Starting with the line containing "Target: truck rear wheel" and going on through the line containing "Where can the snow-covered road", return the lines of the data below exactly, and only those.

Entries taken from a collection:
--

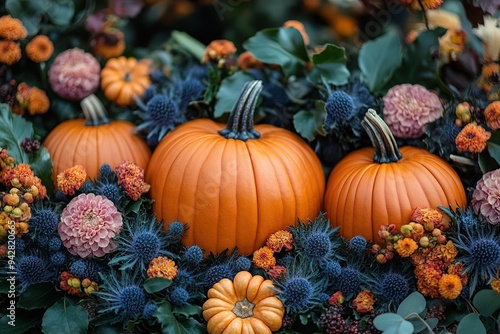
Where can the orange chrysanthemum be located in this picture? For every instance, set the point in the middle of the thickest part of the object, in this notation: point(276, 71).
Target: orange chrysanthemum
point(12, 28)
point(71, 179)
point(472, 138)
point(492, 115)
point(406, 246)
point(10, 52)
point(39, 49)
point(264, 258)
point(162, 267)
point(300, 27)
point(450, 286)
point(218, 49)
point(280, 239)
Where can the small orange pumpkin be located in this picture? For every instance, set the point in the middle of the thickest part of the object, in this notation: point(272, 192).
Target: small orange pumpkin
point(123, 79)
point(234, 185)
point(381, 185)
point(93, 141)
point(245, 305)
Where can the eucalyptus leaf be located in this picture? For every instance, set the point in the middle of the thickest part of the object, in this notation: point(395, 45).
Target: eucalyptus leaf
point(414, 303)
point(380, 58)
point(281, 46)
point(156, 284)
point(471, 323)
point(487, 302)
point(228, 92)
point(41, 295)
point(329, 65)
point(391, 323)
point(64, 318)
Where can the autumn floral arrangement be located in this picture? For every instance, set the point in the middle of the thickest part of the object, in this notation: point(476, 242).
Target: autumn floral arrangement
point(84, 253)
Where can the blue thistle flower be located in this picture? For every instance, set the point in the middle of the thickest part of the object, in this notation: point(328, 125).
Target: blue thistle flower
point(175, 230)
point(55, 244)
point(479, 252)
point(149, 310)
point(357, 244)
point(242, 264)
point(32, 269)
point(348, 282)
point(393, 287)
point(58, 259)
point(339, 107)
point(142, 241)
point(179, 296)
point(217, 272)
point(193, 256)
point(44, 221)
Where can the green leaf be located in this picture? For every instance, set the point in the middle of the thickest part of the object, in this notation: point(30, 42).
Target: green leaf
point(24, 320)
point(228, 92)
point(391, 323)
point(64, 318)
point(188, 43)
point(41, 295)
point(309, 123)
point(13, 130)
point(487, 302)
point(414, 303)
point(380, 58)
point(471, 323)
point(282, 46)
point(156, 284)
point(330, 65)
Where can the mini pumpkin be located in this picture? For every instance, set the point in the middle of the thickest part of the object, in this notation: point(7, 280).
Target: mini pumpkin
point(95, 140)
point(381, 185)
point(245, 305)
point(236, 184)
point(123, 79)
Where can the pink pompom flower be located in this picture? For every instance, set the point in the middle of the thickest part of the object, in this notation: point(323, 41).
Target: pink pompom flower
point(74, 74)
point(486, 196)
point(408, 108)
point(89, 224)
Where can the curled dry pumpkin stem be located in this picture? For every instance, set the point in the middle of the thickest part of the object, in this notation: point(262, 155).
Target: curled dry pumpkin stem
point(243, 308)
point(240, 122)
point(384, 144)
point(94, 111)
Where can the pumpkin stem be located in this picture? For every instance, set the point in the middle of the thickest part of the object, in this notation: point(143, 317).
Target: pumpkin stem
point(384, 144)
point(243, 308)
point(240, 122)
point(94, 111)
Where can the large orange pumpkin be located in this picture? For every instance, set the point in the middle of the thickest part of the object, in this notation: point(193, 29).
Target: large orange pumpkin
point(382, 185)
point(93, 141)
point(245, 305)
point(236, 185)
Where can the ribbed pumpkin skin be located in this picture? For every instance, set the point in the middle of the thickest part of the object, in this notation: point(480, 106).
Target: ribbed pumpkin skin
point(72, 143)
point(361, 195)
point(233, 192)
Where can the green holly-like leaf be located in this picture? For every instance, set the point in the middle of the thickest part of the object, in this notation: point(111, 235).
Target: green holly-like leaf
point(281, 46)
point(13, 130)
point(65, 318)
point(379, 59)
point(329, 65)
point(309, 123)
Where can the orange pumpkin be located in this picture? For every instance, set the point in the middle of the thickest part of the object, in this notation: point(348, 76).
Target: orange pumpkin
point(382, 185)
point(123, 79)
point(245, 305)
point(236, 185)
point(93, 141)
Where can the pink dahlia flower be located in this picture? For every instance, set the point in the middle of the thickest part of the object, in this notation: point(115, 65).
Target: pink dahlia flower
point(408, 108)
point(88, 225)
point(486, 196)
point(74, 74)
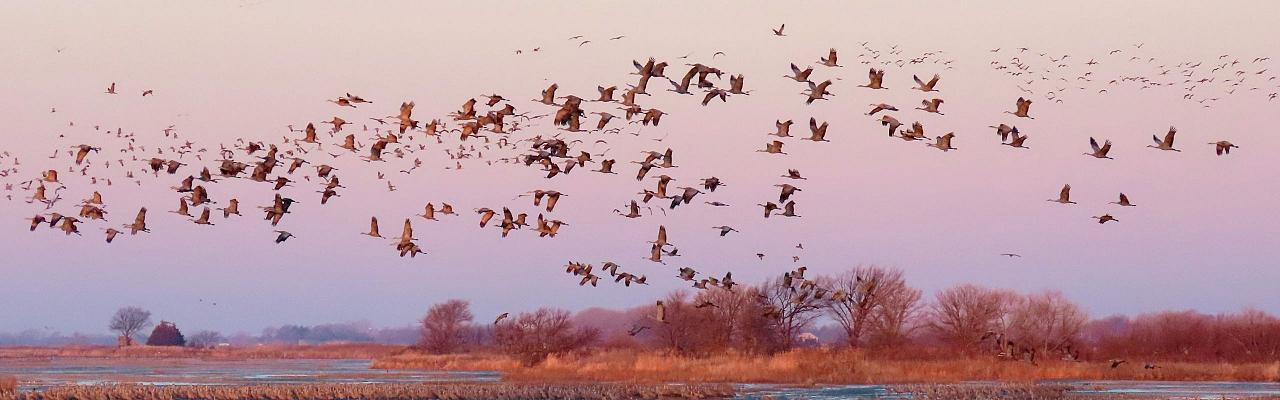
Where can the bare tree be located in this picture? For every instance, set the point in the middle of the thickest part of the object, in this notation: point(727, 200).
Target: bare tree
point(205, 340)
point(444, 328)
point(863, 295)
point(129, 321)
point(964, 314)
point(1046, 322)
point(896, 318)
point(794, 307)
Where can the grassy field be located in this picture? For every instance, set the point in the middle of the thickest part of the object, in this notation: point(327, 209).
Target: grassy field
point(808, 367)
point(263, 351)
point(383, 391)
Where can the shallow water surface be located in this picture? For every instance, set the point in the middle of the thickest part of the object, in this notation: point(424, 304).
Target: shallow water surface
point(37, 375)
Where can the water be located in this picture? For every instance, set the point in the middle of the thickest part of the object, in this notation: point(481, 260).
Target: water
point(37, 375)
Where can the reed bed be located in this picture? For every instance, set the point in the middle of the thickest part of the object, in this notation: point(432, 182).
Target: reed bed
point(814, 367)
point(234, 353)
point(380, 391)
point(8, 385)
point(1019, 391)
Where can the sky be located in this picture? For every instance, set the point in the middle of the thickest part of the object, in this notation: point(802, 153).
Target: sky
point(1203, 235)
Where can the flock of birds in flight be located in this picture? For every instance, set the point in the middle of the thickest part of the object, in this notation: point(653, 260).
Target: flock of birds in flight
point(490, 131)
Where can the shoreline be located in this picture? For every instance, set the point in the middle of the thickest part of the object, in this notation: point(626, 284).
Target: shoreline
point(804, 367)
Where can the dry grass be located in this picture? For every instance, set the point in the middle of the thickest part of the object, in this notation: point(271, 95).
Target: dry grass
point(263, 351)
point(382, 391)
point(809, 367)
point(8, 385)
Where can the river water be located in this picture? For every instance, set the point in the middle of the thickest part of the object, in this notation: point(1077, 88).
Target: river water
point(37, 375)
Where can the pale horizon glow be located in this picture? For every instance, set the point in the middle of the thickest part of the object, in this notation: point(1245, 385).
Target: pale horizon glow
point(1205, 235)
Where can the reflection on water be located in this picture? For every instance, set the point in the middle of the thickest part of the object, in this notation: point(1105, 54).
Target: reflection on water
point(36, 375)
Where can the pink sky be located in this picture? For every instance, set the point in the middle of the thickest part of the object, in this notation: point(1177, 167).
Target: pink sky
point(1203, 235)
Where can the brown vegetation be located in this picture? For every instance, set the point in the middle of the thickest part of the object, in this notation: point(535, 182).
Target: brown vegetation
point(384, 391)
point(261, 351)
point(886, 335)
point(8, 385)
point(444, 326)
point(814, 366)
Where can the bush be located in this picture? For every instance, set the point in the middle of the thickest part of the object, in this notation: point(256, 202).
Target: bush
point(8, 385)
point(534, 336)
point(167, 335)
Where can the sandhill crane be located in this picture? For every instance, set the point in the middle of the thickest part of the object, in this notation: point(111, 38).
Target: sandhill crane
point(1223, 146)
point(1100, 151)
point(926, 86)
point(830, 60)
point(1064, 196)
point(68, 226)
point(682, 86)
point(1168, 144)
point(735, 85)
point(712, 183)
point(799, 75)
point(876, 78)
point(606, 92)
point(662, 237)
point(769, 207)
point(725, 230)
point(881, 107)
point(140, 222)
point(485, 214)
point(817, 91)
point(82, 151)
point(182, 208)
point(685, 196)
point(232, 208)
point(789, 209)
point(892, 123)
point(817, 132)
point(931, 105)
point(282, 236)
point(1018, 141)
point(772, 148)
point(1105, 218)
point(548, 95)
point(1024, 108)
point(373, 228)
point(944, 142)
point(632, 210)
point(429, 212)
point(784, 128)
point(1004, 131)
point(204, 218)
point(1124, 201)
point(110, 233)
point(407, 232)
point(787, 190)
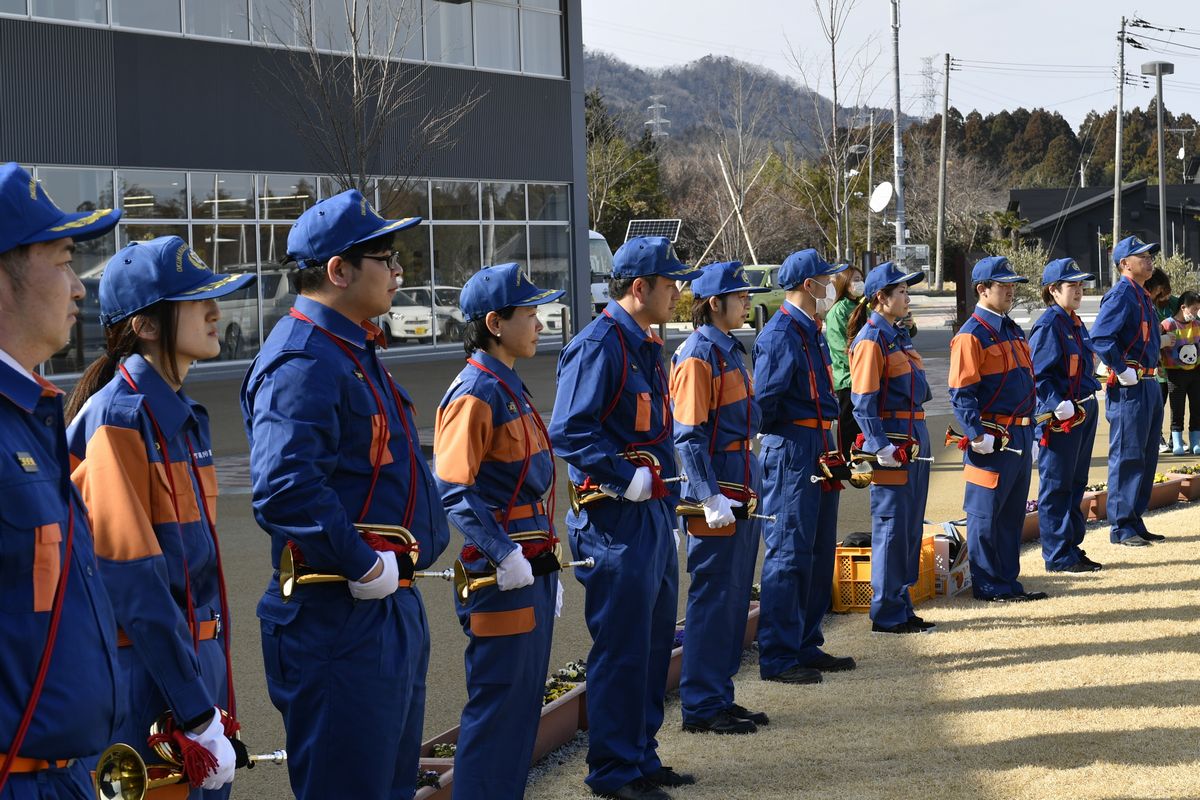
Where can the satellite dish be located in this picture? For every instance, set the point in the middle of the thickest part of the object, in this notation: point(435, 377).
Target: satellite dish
point(881, 197)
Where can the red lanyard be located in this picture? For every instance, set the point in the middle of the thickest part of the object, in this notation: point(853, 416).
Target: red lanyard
point(202, 504)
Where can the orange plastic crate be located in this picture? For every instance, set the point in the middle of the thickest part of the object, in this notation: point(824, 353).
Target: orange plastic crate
point(852, 577)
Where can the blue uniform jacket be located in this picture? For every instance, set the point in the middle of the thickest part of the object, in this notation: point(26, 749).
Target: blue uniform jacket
point(480, 443)
point(792, 372)
point(991, 371)
point(315, 428)
point(141, 543)
point(1126, 329)
point(612, 394)
point(714, 408)
point(1063, 358)
point(77, 715)
point(887, 380)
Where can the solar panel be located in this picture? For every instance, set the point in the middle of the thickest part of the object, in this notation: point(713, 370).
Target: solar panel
point(669, 228)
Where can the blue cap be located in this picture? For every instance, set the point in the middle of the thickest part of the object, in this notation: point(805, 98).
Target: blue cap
point(336, 224)
point(995, 268)
point(645, 256)
point(724, 277)
point(496, 288)
point(29, 216)
point(886, 275)
point(802, 265)
point(1065, 269)
point(166, 268)
point(1131, 246)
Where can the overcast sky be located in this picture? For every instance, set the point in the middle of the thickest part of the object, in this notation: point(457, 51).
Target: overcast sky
point(1005, 47)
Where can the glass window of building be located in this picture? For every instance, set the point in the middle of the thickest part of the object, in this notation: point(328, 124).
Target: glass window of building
point(455, 199)
point(285, 197)
point(497, 42)
point(541, 36)
point(153, 194)
point(219, 18)
point(150, 14)
point(448, 32)
point(85, 11)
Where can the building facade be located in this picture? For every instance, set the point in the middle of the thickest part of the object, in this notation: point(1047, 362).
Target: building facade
point(191, 115)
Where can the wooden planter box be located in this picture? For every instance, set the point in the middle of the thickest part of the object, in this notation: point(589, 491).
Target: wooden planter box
point(1165, 493)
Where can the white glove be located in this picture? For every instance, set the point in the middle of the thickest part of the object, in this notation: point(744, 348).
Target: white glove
point(383, 585)
point(887, 457)
point(214, 740)
point(639, 488)
point(984, 446)
point(719, 510)
point(514, 571)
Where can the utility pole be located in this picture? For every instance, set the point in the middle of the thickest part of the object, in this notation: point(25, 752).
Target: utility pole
point(941, 179)
point(897, 134)
point(1116, 160)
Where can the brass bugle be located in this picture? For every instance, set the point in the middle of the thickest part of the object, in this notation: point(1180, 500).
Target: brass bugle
point(465, 584)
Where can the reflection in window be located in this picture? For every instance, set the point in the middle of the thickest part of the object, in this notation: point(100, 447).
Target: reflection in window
point(543, 40)
point(220, 18)
point(228, 196)
point(448, 31)
point(85, 11)
point(150, 14)
point(153, 194)
point(455, 199)
point(497, 43)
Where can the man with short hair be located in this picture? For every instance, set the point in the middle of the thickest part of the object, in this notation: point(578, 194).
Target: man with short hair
point(612, 426)
point(335, 461)
point(52, 593)
point(994, 395)
point(1127, 338)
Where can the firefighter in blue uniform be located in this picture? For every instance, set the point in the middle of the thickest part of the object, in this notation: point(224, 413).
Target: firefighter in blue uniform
point(612, 426)
point(51, 591)
point(715, 421)
point(888, 390)
point(1063, 361)
point(1127, 338)
point(333, 444)
point(994, 396)
point(793, 382)
point(495, 468)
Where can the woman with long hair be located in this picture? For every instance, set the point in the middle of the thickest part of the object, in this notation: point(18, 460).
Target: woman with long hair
point(888, 390)
point(143, 462)
point(496, 469)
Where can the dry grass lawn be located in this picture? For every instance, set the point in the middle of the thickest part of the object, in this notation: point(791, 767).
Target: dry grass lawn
point(1093, 693)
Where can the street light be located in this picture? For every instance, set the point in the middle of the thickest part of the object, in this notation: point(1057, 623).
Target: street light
point(1159, 68)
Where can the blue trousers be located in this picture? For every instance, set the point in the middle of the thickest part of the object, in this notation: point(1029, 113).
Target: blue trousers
point(348, 678)
point(1135, 422)
point(1062, 477)
point(997, 486)
point(631, 596)
point(898, 521)
point(505, 685)
point(797, 569)
point(721, 575)
point(67, 783)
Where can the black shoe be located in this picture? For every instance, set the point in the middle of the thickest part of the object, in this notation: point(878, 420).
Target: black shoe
point(636, 789)
point(903, 627)
point(825, 662)
point(667, 776)
point(721, 722)
point(759, 717)
point(797, 675)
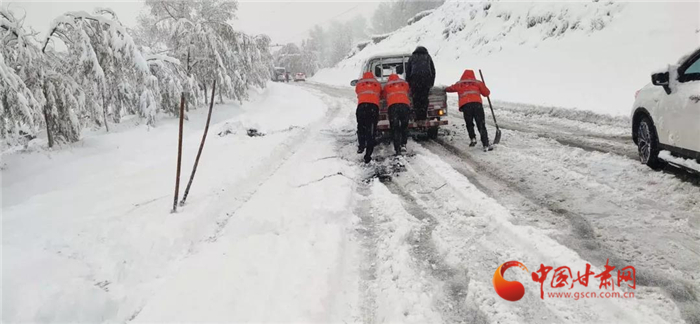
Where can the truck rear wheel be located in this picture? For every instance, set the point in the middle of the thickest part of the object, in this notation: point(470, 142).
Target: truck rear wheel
point(432, 133)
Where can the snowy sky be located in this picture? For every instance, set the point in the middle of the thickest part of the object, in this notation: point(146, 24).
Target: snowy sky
point(283, 21)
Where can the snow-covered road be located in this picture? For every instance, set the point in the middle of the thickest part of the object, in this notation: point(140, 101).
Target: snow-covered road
point(292, 227)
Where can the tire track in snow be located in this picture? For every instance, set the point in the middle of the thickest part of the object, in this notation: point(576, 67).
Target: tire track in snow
point(455, 281)
point(585, 240)
point(367, 232)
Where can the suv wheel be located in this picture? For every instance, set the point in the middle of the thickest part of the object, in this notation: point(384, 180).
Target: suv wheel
point(648, 143)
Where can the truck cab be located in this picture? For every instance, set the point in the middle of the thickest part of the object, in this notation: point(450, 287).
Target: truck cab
point(382, 66)
point(280, 74)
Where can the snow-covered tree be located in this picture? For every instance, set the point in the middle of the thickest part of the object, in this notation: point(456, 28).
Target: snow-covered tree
point(35, 84)
point(104, 59)
point(200, 29)
point(390, 16)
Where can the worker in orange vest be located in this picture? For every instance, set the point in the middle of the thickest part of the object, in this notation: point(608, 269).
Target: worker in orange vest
point(368, 90)
point(470, 91)
point(395, 93)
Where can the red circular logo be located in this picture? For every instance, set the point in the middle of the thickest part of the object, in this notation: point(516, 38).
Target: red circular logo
point(508, 290)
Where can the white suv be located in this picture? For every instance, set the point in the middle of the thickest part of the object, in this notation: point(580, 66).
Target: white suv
point(666, 113)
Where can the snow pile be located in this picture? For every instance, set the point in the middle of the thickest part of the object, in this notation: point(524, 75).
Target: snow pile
point(688, 163)
point(419, 16)
point(590, 56)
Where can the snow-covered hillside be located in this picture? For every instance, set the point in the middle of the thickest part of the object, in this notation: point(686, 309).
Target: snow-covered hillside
point(585, 55)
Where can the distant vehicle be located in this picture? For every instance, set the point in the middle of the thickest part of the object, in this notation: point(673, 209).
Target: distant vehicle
point(666, 113)
point(280, 74)
point(384, 65)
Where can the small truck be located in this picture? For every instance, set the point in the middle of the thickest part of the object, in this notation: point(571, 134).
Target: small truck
point(384, 65)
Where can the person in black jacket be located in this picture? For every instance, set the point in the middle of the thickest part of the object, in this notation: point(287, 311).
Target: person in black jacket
point(420, 74)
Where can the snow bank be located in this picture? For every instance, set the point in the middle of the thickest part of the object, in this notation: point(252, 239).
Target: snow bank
point(590, 56)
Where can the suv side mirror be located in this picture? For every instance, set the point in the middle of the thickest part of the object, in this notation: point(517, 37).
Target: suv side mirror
point(660, 79)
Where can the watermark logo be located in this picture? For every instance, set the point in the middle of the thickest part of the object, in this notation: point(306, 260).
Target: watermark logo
point(508, 290)
point(563, 278)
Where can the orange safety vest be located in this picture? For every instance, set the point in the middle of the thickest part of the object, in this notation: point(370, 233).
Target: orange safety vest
point(368, 89)
point(396, 91)
point(469, 88)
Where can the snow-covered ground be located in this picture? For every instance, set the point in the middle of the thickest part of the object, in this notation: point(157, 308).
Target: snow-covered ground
point(292, 227)
point(573, 54)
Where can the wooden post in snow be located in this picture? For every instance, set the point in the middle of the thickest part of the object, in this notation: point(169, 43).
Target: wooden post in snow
point(179, 143)
point(201, 145)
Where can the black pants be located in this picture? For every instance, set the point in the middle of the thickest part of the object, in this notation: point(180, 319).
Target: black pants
point(399, 114)
point(367, 117)
point(420, 102)
point(474, 111)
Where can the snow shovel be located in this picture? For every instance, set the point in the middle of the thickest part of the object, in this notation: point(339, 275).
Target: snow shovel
point(498, 130)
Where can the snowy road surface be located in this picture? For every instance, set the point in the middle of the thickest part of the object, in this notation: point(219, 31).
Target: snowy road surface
point(291, 227)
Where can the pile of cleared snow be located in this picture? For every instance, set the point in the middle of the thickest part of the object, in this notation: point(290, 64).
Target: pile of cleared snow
point(590, 56)
point(688, 163)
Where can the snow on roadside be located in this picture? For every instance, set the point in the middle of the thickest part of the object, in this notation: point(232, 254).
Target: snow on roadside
point(285, 255)
point(489, 228)
point(87, 230)
point(589, 56)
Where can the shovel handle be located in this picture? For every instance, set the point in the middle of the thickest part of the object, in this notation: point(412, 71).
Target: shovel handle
point(489, 100)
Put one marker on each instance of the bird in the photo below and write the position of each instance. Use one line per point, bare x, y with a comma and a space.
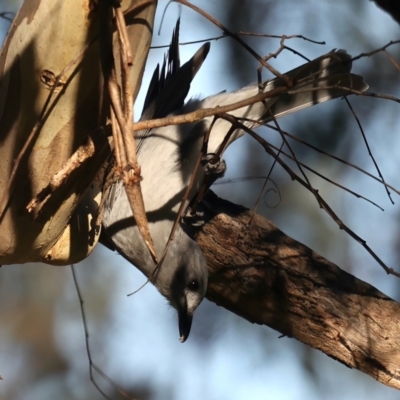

--

*TASK RESULT*:
Target: truck rear wheel
point(432, 133)
Where can the snowy sky be located in this picture? For every instance, set the point in the middle of the thickest part of the object, in this notation: point(146, 24).
Target: snowy sky
point(283, 21)
Where can the snow-covered road be located in this picture? For every instance, set the point in the middle of the thickest part of the object, in this notation: point(140, 101).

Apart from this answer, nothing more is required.